◆ **Your task**:
Among the entries below, extract exactly the lines that run from the one with "like x=350, y=596." through the one with "like x=737, y=42.", both ends included.

◆ **Information given**:
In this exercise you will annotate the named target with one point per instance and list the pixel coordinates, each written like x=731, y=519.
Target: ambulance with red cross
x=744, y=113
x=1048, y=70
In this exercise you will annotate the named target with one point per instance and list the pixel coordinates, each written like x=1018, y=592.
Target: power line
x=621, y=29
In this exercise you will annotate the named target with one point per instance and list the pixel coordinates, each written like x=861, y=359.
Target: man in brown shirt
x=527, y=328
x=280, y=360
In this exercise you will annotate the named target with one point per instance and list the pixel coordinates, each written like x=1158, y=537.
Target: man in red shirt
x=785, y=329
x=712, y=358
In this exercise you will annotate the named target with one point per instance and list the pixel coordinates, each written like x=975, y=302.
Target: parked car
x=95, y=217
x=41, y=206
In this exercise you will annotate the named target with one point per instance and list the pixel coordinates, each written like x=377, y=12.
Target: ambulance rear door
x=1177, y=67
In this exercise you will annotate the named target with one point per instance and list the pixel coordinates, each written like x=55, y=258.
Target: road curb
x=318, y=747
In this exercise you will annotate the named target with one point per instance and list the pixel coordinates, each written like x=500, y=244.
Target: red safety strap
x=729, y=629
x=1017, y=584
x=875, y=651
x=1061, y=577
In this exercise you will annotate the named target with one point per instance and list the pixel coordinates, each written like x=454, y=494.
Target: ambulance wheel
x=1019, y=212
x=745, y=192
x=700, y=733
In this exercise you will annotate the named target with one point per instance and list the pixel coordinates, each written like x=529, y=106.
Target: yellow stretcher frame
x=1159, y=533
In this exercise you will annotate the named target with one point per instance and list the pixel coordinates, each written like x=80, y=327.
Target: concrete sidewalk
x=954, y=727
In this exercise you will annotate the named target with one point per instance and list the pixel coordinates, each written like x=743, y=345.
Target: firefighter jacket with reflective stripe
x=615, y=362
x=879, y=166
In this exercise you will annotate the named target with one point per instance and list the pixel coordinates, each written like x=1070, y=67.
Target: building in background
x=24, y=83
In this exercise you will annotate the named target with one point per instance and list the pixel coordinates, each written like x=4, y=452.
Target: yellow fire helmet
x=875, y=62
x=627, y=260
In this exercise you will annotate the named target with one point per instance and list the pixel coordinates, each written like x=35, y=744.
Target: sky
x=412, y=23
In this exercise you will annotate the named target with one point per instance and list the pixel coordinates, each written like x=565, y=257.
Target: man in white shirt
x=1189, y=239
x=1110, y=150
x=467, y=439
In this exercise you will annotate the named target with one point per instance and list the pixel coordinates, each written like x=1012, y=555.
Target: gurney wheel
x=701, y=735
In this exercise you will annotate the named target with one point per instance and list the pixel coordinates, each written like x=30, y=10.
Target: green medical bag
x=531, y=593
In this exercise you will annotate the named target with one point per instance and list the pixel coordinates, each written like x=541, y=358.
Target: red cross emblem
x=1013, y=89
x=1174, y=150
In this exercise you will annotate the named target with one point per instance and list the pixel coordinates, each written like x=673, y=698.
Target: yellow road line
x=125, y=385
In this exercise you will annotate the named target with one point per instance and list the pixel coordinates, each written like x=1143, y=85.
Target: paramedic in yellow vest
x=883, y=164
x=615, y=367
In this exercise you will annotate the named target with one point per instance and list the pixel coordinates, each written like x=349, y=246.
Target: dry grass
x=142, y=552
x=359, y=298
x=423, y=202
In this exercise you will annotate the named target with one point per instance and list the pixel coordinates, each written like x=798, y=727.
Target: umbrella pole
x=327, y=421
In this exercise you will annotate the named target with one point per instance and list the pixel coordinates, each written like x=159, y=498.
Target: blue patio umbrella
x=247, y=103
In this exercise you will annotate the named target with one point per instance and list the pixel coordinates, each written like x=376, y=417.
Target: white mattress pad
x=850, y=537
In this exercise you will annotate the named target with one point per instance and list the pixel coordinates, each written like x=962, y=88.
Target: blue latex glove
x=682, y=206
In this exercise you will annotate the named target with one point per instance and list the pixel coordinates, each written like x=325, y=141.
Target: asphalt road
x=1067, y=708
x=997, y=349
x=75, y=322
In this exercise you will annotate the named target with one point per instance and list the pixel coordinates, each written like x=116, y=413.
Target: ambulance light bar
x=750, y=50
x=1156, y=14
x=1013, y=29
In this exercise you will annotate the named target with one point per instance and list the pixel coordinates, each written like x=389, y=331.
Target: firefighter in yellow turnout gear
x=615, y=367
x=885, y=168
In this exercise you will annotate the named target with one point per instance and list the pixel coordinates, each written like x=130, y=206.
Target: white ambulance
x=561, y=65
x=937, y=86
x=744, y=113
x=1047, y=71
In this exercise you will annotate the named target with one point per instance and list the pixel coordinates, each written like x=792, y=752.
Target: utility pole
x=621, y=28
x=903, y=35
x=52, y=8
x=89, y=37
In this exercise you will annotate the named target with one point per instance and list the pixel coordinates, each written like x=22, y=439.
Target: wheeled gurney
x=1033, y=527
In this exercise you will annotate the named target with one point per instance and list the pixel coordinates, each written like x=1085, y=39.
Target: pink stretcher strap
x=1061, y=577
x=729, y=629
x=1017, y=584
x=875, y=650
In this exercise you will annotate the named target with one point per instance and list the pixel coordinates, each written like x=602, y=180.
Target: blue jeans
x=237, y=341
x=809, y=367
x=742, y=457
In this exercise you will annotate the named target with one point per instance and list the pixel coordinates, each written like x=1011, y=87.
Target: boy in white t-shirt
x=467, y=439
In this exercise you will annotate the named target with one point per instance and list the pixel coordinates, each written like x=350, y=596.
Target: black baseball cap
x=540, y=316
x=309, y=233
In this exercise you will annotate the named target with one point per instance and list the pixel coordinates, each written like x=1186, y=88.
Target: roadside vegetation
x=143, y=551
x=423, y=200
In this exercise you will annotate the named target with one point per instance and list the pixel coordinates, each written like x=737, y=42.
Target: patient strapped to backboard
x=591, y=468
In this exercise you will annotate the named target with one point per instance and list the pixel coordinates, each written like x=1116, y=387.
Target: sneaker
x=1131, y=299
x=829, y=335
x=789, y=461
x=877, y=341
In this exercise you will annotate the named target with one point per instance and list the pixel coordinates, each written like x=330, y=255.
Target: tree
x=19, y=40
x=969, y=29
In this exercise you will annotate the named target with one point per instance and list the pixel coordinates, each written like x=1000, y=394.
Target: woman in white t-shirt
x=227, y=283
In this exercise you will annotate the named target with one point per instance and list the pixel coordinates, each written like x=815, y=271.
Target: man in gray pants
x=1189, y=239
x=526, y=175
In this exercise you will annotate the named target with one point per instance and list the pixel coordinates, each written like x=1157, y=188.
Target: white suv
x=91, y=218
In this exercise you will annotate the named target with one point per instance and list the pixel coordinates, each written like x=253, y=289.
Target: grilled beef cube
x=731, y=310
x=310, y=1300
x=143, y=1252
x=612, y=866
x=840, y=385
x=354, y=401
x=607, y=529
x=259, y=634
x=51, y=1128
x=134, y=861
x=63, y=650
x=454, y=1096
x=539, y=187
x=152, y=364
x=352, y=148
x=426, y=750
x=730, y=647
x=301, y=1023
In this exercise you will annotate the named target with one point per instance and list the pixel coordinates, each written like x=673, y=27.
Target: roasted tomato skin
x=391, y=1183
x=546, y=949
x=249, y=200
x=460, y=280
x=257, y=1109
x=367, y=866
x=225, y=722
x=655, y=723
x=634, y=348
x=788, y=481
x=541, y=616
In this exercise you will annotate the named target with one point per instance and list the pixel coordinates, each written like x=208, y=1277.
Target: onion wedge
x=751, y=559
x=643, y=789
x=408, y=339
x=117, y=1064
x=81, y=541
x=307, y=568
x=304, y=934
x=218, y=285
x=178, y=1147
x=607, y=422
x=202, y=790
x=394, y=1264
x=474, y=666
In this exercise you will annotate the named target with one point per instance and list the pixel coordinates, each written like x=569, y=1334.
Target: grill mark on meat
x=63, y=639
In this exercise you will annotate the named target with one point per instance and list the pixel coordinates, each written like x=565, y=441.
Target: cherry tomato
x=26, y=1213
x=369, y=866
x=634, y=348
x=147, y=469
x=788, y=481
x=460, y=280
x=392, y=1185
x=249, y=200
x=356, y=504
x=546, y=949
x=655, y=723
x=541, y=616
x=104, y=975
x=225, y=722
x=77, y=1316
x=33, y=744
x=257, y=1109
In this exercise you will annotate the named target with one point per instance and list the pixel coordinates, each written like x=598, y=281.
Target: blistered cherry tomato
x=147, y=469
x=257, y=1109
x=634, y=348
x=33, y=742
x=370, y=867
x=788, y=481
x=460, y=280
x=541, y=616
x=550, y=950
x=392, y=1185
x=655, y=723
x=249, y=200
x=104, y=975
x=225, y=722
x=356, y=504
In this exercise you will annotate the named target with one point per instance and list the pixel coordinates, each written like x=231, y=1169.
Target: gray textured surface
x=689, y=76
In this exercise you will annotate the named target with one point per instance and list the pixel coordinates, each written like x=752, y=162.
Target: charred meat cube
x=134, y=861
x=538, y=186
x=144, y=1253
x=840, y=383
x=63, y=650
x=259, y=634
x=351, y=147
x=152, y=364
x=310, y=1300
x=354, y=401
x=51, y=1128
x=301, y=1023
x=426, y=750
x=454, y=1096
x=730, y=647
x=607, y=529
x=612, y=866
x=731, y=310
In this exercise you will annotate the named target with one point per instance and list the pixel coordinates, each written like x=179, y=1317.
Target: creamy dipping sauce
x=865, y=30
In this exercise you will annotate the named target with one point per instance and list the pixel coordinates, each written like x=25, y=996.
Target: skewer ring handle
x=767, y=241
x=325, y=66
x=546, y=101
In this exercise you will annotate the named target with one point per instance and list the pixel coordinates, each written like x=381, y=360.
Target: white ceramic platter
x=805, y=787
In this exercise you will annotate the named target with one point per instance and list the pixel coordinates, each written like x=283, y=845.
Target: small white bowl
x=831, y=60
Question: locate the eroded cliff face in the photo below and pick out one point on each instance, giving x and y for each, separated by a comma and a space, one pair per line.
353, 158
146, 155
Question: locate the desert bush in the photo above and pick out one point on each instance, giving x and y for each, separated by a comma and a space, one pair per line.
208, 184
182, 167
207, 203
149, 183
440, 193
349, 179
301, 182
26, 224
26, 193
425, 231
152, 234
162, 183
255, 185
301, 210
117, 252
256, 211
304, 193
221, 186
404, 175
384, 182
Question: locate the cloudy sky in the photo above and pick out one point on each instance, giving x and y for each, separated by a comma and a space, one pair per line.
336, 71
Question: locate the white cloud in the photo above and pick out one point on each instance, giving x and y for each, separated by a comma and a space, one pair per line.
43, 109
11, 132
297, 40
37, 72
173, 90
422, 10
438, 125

◆ **Written solution**:
In this exercise you will annotate the named target with one point per instance and list the pixel coordinates, each written like x=350, y=596.
Target: black baseball cap
x=540, y=316
x=309, y=233
In this exercise you will annotate the named target with one point per instance and list the pixel coordinates, each written like x=1186, y=88.
Target: roadside vegetation
x=143, y=551
x=423, y=200
In this exercise you will annotate the named target with one point per instance and list the pixel coordinates, each written like x=737, y=42.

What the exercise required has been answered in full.